**Exercise requirements:**
Could you turn the entries, from the line containing "white cycling helmet and record the pixel coordinates." through the final line, into a JSON list of strings, one string per line, with blank lines left out?

**Given entries:**
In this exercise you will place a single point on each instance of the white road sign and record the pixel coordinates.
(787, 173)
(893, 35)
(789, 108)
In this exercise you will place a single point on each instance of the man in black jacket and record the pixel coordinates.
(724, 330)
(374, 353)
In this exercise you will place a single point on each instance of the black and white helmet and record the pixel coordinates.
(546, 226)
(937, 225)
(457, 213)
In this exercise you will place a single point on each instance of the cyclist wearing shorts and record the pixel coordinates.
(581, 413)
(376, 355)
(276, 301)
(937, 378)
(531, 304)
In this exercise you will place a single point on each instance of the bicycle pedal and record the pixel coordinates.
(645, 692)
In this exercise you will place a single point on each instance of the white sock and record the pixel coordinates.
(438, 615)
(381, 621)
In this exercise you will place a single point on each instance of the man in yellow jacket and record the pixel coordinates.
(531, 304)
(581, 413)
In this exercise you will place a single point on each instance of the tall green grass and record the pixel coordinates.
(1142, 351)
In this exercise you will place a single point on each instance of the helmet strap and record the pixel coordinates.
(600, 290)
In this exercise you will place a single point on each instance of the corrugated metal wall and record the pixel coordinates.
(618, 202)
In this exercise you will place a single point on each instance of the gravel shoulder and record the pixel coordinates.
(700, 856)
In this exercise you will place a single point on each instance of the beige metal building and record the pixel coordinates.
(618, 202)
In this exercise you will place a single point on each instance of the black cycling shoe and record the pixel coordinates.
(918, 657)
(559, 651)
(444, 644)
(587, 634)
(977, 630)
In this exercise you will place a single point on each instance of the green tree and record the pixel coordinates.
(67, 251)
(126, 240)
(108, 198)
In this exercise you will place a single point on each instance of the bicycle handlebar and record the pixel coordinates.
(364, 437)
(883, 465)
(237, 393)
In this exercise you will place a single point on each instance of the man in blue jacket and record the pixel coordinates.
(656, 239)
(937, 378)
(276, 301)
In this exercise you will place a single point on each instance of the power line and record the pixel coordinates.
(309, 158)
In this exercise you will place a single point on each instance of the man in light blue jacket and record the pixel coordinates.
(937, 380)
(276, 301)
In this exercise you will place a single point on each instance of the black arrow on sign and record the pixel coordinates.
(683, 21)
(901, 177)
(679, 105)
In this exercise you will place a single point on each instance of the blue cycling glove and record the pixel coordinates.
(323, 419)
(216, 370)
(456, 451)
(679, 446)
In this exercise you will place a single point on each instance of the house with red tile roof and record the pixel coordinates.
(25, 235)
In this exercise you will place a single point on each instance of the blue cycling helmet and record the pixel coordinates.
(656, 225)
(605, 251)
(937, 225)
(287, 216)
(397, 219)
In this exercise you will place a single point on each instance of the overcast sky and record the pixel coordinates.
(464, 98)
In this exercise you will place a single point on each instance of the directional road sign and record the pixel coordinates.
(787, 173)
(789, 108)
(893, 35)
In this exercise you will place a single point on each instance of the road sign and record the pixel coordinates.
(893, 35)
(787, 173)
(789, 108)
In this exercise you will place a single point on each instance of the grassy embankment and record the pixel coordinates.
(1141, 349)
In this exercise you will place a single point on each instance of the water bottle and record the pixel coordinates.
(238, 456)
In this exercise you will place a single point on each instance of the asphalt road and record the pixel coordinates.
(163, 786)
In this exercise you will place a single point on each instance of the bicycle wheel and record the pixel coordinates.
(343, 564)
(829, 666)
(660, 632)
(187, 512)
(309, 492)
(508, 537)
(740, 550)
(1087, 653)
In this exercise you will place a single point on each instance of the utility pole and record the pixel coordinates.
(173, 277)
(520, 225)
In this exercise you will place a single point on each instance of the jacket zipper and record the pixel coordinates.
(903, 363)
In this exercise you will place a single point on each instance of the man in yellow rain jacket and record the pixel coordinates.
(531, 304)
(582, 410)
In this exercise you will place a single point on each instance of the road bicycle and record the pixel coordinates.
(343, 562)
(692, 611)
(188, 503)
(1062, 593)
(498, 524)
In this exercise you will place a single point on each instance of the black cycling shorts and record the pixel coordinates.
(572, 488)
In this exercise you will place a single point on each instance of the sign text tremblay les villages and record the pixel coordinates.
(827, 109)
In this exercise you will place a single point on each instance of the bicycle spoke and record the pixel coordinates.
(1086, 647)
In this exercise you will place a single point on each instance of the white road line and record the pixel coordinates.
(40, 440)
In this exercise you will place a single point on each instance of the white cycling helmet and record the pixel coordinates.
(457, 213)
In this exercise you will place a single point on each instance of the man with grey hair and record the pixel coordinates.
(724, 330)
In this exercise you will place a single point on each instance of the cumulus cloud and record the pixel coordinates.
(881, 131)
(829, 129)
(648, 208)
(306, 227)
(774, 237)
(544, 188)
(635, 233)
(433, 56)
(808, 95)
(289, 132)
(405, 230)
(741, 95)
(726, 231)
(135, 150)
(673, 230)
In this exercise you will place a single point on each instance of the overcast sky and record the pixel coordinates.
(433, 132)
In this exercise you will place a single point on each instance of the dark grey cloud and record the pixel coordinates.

**Full output:**
[
  "In this exercise you will place a single point on each instance of the white cycling helmet and record the pixel coordinates.",
  "(457, 213)",
  "In this exercise you will place a single point on each instance of the man with grey hair and record the pixel coordinates.",
  "(724, 330)",
  "In this exercise you will place a single point on each instance of the cumulus cloud and record the pixel coordinates.",
  "(881, 131)",
  "(829, 129)",
  "(648, 208)",
  "(306, 227)",
  "(774, 237)",
  "(544, 188)",
  "(635, 233)",
  "(433, 56)",
  "(808, 95)",
  "(289, 132)",
  "(405, 230)",
  "(741, 95)",
  "(726, 231)",
  "(135, 150)",
  "(673, 230)",
  "In this exercise you will place a single point on each instance of the overcast sky and record the pixel coordinates.",
  "(433, 132)",
  "In this exercise you will place a single point on each instance of the dark grey cloud and record the pixel coordinates."
]